-- Selection --
##############################

Some of the worst instances of these meetings I've seen are where there is no enforcement from on high. There are zero consequences for blowing it off and not taking it seriously. You can ignore the best practices. You can fail to deliver on the requested changes that have been shown to work in the past and that should keep a problem from happening again.

Oh, there might even be a VP in the loop, but if they don't get involved, it doesn't matter. The whole process is a sham and should be shut down. Sometimes they make it obvious by just not attending any more. That should be your hint that they really don't care about reliability, any work in that dimension is folly, and you should find something else to do post haste.

It took me a while to figure this out. I realized that there is what upper management is willing to SAY they care about, and then there is what those same people are willing to ACT ON by leaning on teams, and yes, firing people who get in the way.

If you draw these out on a marker board, it might look like this:

              ---       <-- what they say they care about
 
 
 
 
              ---       <-- what they actually deliver on

That space in the middle? I called it the hypocrisy gap.

So then, what happens if you're just a high-level non-manager type who's tasked with improving this stuff? You probably have your own "level", too. What happens next depends on whether it syncs up with upper management or not.

If you're delivering *exactly* what they actually deliver on, you're a top-tier engineer. You'll go far. You are perfectly aligned with their hypocrisy.

If you're below that point, well, then you're not so great, obviously.

If you're somewhere in the hypocrisy gap, they'll probably be very happy with you, but not understand why you're plowing energy into something that they are not. Can't they see that you don't actually care about it that much? You should be more like them and save your effort for something else, like coming up with new ways to spend the VC money.

##############################

-- Data provided --
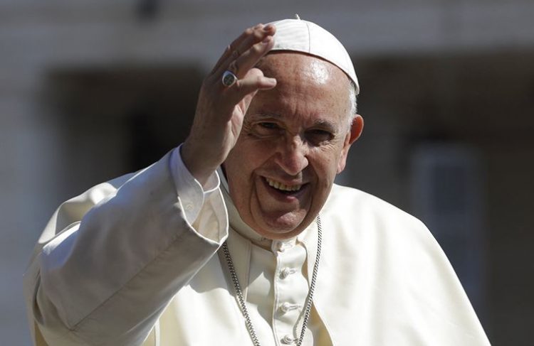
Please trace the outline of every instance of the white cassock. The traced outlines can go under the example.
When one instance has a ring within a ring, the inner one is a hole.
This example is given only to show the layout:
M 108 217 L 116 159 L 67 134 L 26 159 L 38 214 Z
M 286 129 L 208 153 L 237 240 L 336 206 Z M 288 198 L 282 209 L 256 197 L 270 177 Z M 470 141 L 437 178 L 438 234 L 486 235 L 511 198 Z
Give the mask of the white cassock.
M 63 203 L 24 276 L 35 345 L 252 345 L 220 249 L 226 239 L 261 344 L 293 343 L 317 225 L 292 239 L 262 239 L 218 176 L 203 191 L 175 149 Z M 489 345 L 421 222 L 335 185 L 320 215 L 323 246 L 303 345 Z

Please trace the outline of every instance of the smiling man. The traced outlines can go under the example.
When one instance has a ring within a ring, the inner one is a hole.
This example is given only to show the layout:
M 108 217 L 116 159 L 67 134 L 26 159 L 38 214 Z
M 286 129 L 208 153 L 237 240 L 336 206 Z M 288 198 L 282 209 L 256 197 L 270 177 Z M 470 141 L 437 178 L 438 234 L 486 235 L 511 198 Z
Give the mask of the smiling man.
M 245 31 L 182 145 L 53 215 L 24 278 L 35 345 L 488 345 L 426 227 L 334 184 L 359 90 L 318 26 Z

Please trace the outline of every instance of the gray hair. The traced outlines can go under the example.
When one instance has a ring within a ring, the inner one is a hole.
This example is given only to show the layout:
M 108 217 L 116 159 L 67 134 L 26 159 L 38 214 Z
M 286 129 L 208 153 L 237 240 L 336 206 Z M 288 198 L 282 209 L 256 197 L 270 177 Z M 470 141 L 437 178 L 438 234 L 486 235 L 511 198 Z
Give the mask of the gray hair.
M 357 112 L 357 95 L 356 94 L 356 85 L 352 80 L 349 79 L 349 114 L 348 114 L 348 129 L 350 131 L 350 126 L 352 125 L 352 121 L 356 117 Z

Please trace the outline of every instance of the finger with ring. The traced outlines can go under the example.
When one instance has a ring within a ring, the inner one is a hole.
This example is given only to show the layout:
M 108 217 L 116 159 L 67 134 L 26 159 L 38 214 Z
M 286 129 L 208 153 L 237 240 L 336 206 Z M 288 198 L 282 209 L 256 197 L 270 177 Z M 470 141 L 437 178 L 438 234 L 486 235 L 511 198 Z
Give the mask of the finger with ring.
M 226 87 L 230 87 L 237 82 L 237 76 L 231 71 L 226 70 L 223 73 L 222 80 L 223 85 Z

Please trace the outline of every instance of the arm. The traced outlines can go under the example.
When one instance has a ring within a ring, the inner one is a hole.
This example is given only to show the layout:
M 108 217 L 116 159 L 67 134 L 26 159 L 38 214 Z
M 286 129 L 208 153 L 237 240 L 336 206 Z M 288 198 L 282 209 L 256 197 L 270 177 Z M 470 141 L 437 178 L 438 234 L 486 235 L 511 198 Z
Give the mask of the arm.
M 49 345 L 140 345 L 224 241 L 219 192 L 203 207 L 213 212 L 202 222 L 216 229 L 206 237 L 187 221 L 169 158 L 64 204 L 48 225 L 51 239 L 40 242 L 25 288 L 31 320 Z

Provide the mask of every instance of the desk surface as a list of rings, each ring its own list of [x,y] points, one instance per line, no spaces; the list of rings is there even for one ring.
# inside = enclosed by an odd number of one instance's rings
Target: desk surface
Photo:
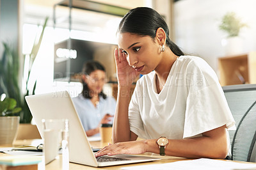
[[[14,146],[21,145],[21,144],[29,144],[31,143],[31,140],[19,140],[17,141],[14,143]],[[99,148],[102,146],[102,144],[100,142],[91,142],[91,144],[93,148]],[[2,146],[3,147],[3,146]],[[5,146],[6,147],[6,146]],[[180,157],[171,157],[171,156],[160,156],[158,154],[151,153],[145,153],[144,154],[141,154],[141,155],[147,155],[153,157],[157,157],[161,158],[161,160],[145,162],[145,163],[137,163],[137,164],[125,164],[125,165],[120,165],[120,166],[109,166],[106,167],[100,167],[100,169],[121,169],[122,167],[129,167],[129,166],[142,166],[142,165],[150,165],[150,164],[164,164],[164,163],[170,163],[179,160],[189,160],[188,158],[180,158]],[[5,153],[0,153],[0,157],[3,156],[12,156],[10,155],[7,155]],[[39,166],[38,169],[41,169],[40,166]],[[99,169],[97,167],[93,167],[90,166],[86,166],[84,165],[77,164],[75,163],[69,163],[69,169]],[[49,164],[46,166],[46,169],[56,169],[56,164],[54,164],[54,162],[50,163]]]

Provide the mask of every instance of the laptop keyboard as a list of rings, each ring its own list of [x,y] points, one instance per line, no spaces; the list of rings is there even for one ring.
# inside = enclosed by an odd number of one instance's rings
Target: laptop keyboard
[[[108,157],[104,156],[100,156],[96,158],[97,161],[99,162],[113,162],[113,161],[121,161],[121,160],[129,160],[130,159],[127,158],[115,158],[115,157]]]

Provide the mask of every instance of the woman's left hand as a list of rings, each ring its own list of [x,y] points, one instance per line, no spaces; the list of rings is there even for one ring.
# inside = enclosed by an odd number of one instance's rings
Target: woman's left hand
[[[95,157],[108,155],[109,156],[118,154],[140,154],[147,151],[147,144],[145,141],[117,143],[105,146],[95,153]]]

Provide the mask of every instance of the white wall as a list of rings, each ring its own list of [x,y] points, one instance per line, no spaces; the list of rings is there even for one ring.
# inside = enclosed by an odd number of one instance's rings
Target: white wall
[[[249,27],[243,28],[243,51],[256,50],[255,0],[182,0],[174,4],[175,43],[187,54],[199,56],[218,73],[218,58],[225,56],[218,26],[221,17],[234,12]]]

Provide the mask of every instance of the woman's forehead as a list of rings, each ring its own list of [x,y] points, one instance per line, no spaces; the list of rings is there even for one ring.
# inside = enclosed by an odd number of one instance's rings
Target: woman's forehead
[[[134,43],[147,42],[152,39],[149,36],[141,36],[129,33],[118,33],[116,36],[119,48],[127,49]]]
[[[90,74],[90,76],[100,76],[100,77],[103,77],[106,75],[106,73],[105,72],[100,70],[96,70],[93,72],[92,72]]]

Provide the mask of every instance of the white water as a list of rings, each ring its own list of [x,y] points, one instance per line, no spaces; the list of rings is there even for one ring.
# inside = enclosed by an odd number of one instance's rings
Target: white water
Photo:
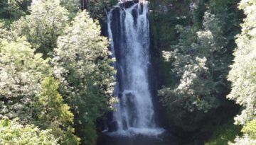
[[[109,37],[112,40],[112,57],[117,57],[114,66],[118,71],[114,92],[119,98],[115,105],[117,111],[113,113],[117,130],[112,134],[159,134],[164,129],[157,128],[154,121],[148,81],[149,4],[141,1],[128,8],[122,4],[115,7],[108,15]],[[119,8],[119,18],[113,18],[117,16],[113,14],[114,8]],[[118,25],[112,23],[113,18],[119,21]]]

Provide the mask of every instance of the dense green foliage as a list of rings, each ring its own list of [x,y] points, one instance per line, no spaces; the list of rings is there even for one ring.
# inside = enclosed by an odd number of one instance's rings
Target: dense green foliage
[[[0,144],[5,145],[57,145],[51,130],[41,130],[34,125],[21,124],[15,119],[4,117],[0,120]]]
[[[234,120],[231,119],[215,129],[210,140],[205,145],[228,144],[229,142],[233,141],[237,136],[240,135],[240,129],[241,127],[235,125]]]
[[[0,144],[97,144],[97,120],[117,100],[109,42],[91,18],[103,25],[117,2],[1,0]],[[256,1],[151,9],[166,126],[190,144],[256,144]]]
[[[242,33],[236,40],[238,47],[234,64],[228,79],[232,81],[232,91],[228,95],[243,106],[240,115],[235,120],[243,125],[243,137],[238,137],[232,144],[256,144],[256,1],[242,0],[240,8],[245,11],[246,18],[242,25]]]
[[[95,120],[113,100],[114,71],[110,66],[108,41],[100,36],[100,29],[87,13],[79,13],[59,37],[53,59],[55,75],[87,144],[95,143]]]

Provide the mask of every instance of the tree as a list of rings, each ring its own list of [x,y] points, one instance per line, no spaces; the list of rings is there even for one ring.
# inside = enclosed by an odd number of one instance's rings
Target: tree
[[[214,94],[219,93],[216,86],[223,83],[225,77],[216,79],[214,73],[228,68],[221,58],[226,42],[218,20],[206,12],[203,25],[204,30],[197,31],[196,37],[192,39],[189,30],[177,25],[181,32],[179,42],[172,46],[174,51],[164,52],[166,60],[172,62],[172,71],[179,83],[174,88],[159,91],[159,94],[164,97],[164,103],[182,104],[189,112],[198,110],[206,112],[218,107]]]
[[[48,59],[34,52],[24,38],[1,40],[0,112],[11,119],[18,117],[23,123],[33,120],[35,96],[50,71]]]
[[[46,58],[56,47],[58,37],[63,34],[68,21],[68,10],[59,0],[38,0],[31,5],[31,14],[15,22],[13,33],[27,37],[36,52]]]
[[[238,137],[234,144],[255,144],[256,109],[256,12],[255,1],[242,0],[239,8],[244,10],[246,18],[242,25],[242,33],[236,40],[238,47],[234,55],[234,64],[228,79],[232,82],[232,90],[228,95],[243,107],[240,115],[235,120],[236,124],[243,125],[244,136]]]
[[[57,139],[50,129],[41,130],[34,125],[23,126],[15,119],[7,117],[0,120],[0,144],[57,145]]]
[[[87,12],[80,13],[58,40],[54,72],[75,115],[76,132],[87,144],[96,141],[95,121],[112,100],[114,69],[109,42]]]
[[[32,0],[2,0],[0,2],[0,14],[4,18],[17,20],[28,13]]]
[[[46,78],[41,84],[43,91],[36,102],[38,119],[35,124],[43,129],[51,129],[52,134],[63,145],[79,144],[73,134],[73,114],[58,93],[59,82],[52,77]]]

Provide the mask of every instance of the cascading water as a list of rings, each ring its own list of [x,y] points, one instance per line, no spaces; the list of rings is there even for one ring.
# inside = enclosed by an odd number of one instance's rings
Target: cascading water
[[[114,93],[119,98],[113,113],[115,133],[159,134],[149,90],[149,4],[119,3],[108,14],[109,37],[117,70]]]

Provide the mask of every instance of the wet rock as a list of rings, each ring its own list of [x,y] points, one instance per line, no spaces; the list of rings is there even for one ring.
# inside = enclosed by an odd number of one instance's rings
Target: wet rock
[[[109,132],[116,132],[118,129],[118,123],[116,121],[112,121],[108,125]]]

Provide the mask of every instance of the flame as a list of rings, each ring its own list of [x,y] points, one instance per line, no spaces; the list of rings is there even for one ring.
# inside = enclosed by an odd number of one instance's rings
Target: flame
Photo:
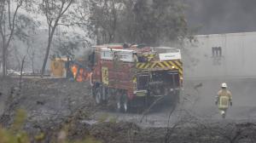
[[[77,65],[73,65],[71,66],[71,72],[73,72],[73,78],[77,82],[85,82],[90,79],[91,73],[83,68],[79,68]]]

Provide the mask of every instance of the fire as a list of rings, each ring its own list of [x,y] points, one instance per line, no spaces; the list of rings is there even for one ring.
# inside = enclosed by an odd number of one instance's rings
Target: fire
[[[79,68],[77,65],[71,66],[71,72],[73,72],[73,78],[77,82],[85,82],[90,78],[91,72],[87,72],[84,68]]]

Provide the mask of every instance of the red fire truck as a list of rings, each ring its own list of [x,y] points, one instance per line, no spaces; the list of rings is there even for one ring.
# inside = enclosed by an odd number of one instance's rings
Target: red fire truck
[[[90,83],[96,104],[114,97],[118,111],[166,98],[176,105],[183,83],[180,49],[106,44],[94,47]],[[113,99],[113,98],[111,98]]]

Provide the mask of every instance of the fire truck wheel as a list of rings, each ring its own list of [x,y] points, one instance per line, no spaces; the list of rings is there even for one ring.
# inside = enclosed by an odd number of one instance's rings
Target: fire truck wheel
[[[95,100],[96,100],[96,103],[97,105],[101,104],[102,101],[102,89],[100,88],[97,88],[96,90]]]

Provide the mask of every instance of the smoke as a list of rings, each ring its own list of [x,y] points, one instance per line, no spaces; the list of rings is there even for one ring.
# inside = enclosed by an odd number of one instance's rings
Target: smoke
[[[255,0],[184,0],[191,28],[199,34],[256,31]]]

##############################

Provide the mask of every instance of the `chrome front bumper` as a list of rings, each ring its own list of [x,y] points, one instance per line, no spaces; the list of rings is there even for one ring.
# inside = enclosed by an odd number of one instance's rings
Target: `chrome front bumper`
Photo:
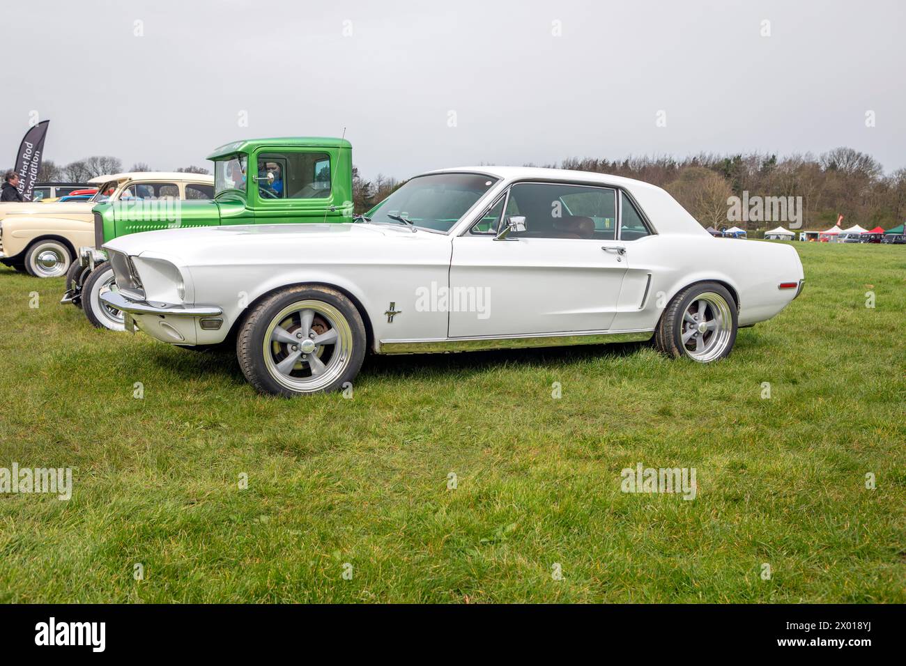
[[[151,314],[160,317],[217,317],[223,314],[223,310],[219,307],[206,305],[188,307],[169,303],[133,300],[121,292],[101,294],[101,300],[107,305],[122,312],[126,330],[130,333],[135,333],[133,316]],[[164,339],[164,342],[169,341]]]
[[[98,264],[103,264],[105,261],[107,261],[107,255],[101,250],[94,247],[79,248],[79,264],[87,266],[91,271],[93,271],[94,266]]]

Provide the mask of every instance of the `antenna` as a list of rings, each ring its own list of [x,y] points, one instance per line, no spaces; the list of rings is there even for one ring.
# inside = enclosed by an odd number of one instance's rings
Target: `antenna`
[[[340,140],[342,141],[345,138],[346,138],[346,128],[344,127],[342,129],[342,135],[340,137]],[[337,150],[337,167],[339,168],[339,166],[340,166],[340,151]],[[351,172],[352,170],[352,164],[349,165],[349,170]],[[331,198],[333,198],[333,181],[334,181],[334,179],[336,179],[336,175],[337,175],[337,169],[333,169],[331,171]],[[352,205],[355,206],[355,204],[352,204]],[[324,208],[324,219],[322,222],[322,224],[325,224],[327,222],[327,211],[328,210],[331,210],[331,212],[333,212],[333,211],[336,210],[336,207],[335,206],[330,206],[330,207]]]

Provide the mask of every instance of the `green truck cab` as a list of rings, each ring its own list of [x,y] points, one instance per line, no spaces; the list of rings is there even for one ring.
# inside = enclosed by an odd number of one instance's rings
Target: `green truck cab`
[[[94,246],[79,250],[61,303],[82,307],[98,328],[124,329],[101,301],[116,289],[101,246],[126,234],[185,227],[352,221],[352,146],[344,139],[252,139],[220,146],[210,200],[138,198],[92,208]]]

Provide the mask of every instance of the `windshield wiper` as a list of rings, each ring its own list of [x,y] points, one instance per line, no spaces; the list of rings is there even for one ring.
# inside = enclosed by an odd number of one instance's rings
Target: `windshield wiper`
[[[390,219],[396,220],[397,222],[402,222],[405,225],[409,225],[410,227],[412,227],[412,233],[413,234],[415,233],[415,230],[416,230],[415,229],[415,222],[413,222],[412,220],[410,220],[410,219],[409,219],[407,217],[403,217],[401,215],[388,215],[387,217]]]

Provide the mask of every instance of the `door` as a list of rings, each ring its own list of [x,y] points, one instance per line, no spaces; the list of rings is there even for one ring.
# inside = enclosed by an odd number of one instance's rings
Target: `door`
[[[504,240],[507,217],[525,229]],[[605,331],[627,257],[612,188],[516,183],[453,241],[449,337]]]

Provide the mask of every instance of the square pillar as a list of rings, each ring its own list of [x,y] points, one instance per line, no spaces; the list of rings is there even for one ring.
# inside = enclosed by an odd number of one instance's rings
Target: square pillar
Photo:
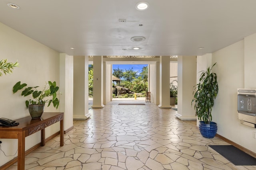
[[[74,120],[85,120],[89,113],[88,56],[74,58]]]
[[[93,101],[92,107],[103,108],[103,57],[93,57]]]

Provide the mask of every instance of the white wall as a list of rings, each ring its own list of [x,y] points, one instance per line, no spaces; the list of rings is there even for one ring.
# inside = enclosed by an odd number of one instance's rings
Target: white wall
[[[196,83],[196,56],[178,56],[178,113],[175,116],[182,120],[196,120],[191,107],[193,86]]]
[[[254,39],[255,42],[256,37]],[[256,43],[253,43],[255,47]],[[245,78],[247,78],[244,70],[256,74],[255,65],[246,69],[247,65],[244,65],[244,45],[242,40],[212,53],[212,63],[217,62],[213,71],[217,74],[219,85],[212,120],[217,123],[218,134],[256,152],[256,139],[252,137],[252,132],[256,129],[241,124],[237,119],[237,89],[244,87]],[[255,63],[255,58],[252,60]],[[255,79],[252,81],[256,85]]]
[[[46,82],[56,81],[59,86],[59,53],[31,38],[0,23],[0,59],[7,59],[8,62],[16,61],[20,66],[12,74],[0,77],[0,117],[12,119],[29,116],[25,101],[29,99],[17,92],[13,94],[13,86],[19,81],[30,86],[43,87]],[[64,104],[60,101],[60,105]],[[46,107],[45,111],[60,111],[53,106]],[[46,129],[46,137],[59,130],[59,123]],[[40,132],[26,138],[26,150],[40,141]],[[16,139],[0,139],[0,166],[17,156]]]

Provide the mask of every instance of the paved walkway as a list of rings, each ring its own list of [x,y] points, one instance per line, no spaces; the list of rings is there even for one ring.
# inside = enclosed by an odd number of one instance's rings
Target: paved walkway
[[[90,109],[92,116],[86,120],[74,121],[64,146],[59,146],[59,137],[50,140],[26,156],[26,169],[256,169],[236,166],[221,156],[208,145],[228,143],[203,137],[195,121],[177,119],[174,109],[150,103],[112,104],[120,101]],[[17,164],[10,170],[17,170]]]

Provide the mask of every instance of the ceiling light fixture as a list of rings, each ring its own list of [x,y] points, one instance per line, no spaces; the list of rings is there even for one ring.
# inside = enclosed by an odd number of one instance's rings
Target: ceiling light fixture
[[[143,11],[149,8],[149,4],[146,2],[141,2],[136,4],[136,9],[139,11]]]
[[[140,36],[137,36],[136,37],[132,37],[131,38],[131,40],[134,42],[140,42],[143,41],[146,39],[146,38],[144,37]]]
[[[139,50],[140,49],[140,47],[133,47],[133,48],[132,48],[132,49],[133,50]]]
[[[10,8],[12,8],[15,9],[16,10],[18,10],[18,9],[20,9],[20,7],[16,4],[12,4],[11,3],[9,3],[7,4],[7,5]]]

##############################

-- What to do --
1. Output part of the listing as a Markdown table with the columns Row and Line. Begin at the line that contains "Please trace the outline of every instance of the white", stop after the line that contains "Give the mask of the white cassock.", and leave out any blank lines.
2. Write what comes next in the piece about the hypocrisy gap, picking up after its final sentence.

-- The responses --
1.
| Row | Line |
|---|---|
| 1 | Please trace the outline of every instance of the white cassock. The traced outlines can go under the example. |
| 2 | When one instance has a ring within a ring, the inner one is a hole. |
| 3 | This example is given only to show the layout: |
| 4 | M 108 217 L 116 159 L 67 134 L 26 159 L 38 214 Z |
| 5 | M 286 129 L 208 153 L 237 240 L 336 206 Z M 288 198 L 282 209 L 256 197 L 270 177 Z M 470 141 L 437 178 L 438 234 L 486 235 L 511 198 Z |
| 6 | Give the mask of the white cassock. |

2.
And finally, if you're somehow managing to come in above their top line (what they say they care about), then ... well, you're just nuts. They'll see you as being completely insane, since you care about something beyond even the point that they CLAIM to care about. Only a maniac would want something like that.

One key thing about this: I haven't mentioned the absolute levels of any of this yet. Whether you are seen as good, bad, or crazy is entirely relative to the powers that be in your organization. It doesn't matter if terrible things are happening. If they don't care about it, YOU caring about it will not be seen as valuable, and indeed, will turn into a liability.

Here, let me invent some scenarios that should seem terrible to you.

"The entire company's database credentials were committed to a public GitHub repository!"

"People are using public gists to store sensitive customer information!"

"Anyone can open this door with a plastic library card and a potato!"

"People are setting up vendor relationships to get kickbacks!"

"Middle management is inventing situations that didn't happen in order to get HR to intimidate them into shutting up about actual problems!"

Guess what? If they don't think those are problems to the point of acting on it, then they don't actually care. If they don't, and you do, that makes YOU the problem. Congratulations! You are in for a rough ride.

Unless you report directly to the CEO or Board of Directors, don't think you can do anything about it. Pack it up and get out of there.

Otherwise, well, prepare to be put out to pasture.

Moooooo.